• [Your instructions] Would you transcribe the entries below word for word, omitting all images?
=== Begin Enclosure ===
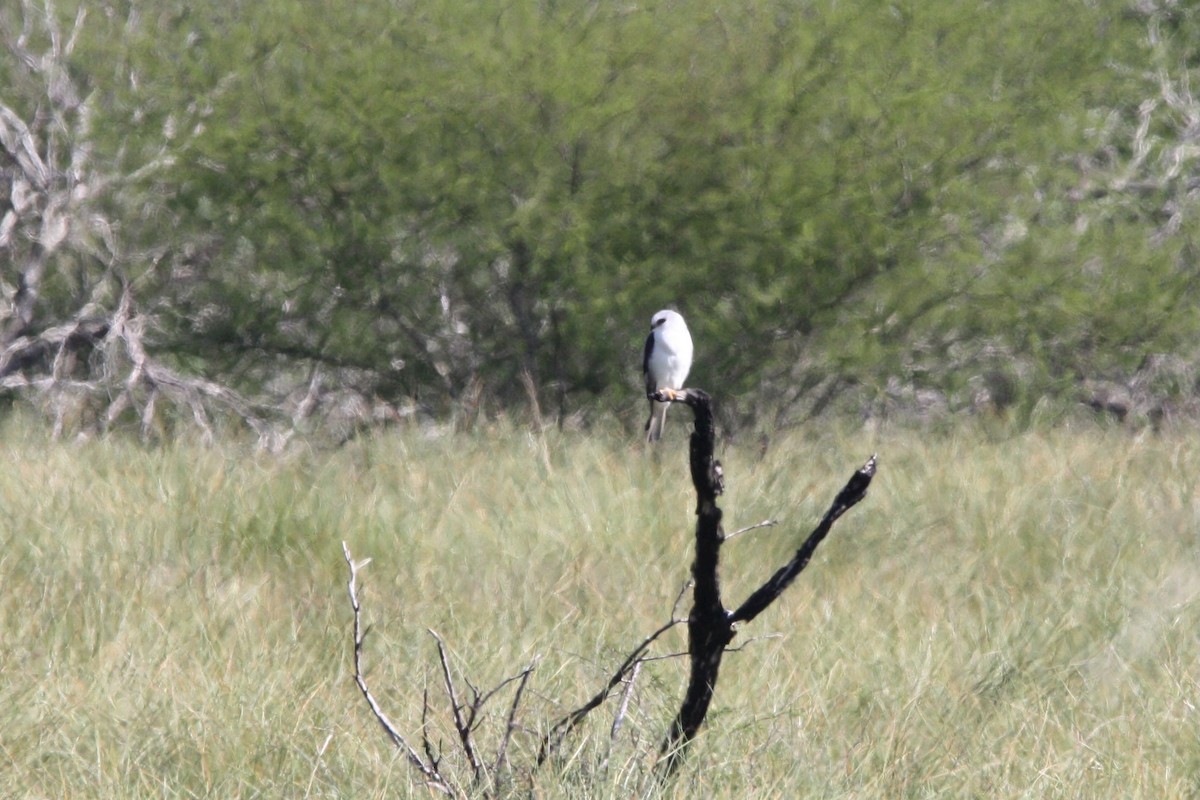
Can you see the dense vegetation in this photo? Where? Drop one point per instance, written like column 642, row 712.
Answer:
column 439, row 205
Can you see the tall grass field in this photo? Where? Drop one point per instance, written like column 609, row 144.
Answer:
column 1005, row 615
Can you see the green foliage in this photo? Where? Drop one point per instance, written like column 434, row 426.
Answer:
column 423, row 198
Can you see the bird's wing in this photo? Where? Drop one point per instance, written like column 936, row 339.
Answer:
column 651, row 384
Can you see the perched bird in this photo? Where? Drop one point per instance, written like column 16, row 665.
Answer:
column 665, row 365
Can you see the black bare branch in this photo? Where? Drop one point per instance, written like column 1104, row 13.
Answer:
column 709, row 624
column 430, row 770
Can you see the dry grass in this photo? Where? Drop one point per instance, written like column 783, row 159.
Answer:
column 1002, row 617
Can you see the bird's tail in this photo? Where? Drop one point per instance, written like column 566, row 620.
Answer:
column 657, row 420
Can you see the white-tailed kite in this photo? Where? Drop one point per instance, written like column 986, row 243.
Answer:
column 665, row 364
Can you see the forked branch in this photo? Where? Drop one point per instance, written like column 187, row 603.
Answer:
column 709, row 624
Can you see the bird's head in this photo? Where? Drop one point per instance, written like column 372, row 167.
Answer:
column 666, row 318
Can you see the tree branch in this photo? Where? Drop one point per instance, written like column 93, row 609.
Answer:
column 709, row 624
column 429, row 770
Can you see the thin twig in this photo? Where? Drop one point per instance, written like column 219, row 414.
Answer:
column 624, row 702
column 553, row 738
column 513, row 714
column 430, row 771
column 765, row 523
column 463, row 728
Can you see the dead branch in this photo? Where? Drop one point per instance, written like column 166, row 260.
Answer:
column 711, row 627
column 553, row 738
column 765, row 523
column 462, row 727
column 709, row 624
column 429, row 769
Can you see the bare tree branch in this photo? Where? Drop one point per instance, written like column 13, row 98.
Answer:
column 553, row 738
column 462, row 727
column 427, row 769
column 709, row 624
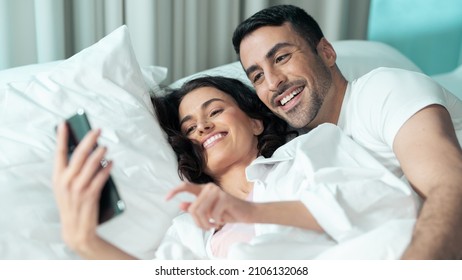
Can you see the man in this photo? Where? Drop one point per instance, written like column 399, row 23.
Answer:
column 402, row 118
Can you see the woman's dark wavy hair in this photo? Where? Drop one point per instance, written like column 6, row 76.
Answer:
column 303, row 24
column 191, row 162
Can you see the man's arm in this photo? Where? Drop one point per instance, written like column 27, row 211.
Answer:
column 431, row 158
=== End Enclosure ===
• [Task output]
Can you see the dense vegetation in this photo? Where? Drop one point per instance, written like column 642, row 712.
Answer:
column 439, row 205
Can you see the tall grass field in this photo? Where? Drop one point per instance, written like column 609, row 144.
Answer:
column 1005, row 615
Can you see the green foliage in this photo? Where? Drop one point per instance, written like column 434, row 426.
Answer:
column 423, row 198
Can you see the bird's wing in this photo? Where? Drop one point per instance, written like column 936, row 339.
Answer:
column 651, row 384
Can you see the perched bird in this photo? Where? Drop one point per instance, written like column 16, row 665.
Answer:
column 665, row 365
Can you see the black bare branch in this photo? Where? Drop one point per instance, written like column 1104, row 13.
Answer:
column 709, row 624
column 430, row 770
Can you see the dry grass in this photo? Where? Drop one point per instance, written like column 783, row 159.
Answer:
column 1002, row 617
Can you see the bird's tail in this photo? Where? Drop one point per instance, written like column 566, row 620.
Answer:
column 657, row 420
Can you see the white-tailed kite in this photo? Where? Drop one point per instance, written like column 986, row 243.
Answer:
column 665, row 364
Can you see the forked branch in this photo? Where? Drop one point per instance, written like column 187, row 603.
Answer:
column 709, row 624
Can you see the bird's head in this photo? Where? Drop one point per instance, written like column 372, row 167.
Answer:
column 666, row 318
Can you see the tree branch in this photo? Where? Drop one point per instance, written like column 93, row 609.
Answer:
column 709, row 624
column 429, row 770
Can you see the thin twig in this photo? Where? Drop one point per instance, written like column 219, row 414.
Answer:
column 624, row 702
column 553, row 738
column 513, row 714
column 430, row 771
column 765, row 523
column 463, row 728
Can you see the dead branch in this photo? Where? Drop one point per instance, written like column 166, row 260.
Answer:
column 711, row 627
column 553, row 738
column 765, row 523
column 462, row 727
column 709, row 624
column 429, row 769
Can you see the bare tree branch in this photo? Where? Drop one point per instance, written like column 13, row 98.
Answer:
column 553, row 738
column 462, row 727
column 427, row 769
column 709, row 624
Can you see the man in this photo? Where? Drop one point per instance, written like column 399, row 23.
Answer:
column 402, row 118
Can you see the woman's dark wavy hair in this photo? Where? Drop one point per instance, written like column 6, row 76.
Answer:
column 303, row 24
column 191, row 162
Can you see the man's arm in this photo? Where? Drop one point per instance, written like column 27, row 211.
Answer:
column 431, row 158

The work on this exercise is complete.